_Zu lösende Aufgabe_: Wandle die Zeilen, beginnend mit der Zeile, die „It would be great if you could detect the brown glazed“ enthält, und endend mit der Zeile, die „[177, 610, 201, 648]“ enthält, in eine JSON-Liste von Strings mit je einem String pro Zeile um. Beide Grenzzeilen gehören dazu, Leerzeilen entfallen.

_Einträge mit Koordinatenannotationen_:
* * *

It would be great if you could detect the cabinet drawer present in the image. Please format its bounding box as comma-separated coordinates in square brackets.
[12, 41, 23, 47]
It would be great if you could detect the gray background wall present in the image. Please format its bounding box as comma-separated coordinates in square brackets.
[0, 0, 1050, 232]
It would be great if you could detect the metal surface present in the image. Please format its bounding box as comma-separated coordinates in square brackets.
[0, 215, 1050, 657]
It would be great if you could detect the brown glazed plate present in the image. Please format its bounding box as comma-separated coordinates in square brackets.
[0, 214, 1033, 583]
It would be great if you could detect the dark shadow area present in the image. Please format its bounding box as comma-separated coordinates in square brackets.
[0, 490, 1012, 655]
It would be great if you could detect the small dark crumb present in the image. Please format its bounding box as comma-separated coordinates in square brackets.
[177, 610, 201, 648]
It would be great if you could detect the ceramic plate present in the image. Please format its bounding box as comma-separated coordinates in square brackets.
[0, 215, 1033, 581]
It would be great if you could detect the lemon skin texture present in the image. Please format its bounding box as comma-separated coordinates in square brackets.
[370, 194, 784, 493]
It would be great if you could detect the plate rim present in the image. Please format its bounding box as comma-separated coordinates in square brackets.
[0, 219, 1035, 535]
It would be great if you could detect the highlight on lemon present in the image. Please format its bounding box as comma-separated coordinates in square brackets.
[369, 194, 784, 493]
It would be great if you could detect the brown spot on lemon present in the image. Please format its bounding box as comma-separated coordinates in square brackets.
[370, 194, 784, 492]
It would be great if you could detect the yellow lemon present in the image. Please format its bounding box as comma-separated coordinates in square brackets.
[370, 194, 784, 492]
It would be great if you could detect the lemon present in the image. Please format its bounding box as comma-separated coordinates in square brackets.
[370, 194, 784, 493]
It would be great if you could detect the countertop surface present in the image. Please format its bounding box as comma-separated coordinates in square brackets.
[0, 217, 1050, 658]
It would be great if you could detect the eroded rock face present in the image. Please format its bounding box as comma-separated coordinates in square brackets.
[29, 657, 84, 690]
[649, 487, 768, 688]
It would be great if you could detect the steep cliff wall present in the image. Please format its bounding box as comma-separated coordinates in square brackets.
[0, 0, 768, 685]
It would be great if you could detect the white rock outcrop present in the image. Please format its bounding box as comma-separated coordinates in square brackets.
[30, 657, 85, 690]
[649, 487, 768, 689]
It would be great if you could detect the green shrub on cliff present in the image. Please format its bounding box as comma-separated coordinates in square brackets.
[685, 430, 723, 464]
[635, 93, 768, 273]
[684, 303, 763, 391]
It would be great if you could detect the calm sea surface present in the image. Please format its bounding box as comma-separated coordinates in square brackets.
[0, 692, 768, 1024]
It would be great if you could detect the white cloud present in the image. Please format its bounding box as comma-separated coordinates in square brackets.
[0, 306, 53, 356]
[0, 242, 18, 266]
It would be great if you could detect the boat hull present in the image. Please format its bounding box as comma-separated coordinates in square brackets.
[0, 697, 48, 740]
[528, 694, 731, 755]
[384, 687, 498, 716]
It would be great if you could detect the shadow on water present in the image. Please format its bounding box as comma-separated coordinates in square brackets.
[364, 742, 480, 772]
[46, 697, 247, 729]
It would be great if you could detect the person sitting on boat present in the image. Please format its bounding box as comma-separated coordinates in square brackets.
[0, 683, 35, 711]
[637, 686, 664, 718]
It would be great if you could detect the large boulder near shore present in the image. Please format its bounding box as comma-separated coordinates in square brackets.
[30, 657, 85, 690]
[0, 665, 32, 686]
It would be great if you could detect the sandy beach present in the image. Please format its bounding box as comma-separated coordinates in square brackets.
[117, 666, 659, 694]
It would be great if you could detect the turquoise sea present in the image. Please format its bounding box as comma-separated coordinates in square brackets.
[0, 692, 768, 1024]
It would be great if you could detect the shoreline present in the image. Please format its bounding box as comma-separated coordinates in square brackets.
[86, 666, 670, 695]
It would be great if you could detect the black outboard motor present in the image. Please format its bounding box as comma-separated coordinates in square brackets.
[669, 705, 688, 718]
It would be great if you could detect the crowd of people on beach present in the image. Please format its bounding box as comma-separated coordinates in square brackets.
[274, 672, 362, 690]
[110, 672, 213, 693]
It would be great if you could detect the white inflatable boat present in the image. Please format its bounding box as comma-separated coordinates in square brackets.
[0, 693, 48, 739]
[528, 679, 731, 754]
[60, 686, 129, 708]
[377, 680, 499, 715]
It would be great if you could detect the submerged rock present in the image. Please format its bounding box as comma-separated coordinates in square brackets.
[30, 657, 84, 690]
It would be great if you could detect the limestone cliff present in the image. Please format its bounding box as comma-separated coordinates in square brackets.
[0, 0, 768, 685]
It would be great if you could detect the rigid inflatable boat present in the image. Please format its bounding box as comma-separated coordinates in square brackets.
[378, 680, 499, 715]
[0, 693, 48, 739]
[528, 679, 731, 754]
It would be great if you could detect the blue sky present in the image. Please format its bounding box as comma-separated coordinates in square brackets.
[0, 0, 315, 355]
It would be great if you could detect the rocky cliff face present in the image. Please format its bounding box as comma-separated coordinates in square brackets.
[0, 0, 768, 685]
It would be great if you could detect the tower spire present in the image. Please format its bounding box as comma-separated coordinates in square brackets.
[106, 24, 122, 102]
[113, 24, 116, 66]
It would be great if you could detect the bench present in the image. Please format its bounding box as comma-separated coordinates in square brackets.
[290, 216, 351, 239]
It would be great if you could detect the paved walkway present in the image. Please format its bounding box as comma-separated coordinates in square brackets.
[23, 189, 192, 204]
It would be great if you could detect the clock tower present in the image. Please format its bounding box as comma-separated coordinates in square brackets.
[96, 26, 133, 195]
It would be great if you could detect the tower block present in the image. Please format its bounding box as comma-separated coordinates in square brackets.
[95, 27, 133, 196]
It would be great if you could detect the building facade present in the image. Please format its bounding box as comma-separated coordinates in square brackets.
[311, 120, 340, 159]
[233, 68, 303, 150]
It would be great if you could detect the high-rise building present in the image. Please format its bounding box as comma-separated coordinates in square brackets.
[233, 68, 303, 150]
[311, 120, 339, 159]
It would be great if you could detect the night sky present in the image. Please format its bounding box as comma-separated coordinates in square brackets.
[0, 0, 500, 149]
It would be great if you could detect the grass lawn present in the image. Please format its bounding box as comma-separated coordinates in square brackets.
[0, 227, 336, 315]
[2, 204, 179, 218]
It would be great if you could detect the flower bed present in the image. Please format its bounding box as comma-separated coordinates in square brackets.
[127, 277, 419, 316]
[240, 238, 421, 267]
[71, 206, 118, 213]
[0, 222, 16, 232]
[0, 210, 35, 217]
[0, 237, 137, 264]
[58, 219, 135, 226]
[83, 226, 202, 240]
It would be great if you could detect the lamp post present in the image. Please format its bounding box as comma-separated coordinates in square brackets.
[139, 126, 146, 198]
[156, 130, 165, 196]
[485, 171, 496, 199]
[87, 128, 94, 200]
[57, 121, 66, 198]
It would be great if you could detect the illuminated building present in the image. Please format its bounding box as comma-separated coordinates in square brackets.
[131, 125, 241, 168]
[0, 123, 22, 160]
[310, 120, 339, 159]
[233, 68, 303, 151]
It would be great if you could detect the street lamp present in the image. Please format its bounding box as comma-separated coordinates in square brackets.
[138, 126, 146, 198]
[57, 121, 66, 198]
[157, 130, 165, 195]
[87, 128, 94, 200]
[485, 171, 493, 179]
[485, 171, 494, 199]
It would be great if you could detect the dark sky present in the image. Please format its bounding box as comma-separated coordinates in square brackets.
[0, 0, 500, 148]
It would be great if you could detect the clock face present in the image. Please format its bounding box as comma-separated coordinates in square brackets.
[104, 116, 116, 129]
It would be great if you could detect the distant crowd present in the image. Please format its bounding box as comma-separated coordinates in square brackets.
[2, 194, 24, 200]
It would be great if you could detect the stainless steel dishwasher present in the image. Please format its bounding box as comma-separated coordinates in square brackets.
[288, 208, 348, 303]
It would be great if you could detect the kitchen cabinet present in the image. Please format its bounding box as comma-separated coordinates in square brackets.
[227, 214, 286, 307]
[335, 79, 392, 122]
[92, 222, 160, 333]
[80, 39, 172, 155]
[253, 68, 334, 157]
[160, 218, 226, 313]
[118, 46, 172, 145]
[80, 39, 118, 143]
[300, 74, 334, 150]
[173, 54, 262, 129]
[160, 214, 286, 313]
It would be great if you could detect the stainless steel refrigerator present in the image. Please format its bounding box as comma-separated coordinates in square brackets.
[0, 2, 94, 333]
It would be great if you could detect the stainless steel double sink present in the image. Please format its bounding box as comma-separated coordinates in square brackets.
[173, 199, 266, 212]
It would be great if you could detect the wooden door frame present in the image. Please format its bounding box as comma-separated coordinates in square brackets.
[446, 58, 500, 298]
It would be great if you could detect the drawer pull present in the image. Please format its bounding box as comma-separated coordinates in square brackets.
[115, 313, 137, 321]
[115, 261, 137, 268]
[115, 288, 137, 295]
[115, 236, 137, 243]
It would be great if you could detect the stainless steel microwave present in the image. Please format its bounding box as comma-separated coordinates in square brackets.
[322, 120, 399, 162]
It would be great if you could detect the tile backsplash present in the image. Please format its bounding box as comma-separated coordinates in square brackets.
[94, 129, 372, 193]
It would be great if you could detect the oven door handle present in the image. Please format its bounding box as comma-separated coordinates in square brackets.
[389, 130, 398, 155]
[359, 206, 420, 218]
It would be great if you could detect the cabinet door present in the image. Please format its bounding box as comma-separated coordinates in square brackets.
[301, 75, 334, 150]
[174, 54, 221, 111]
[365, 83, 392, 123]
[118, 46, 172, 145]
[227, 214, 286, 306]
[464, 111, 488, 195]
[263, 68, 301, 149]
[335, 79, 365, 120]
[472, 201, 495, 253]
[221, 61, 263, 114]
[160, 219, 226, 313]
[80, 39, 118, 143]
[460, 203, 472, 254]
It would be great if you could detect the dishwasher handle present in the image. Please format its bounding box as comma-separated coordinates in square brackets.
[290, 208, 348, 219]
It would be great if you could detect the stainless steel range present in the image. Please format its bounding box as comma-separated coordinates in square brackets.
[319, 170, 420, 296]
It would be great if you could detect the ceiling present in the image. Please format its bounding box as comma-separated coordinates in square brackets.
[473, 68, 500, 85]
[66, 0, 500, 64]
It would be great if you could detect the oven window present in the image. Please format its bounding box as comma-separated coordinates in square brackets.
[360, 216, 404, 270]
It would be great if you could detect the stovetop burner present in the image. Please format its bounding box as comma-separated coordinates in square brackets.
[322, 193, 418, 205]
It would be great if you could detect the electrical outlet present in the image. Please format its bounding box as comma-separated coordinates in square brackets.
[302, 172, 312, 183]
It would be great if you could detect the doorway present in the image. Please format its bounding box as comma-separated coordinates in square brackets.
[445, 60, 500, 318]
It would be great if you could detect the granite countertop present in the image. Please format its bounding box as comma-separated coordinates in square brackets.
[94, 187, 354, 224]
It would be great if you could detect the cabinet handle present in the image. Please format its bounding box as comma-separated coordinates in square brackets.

* * *

_Ergebnis_:
[
  "It would be great if you could detect the brown glazed plate present in the image. Please format its bounding box as comma-separated coordinates in square brackets.",
  "[0, 214, 1033, 583]",
  "It would be great if you could detect the dark shadow area present in the image. Please format its bounding box as comma-separated coordinates in square brackets.",
  "[0, 490, 1012, 655]",
  "It would be great if you could detect the small dark crumb present in the image. Please format its bounding box as comma-separated coordinates in square brackets.",
  "[177, 610, 201, 648]"
]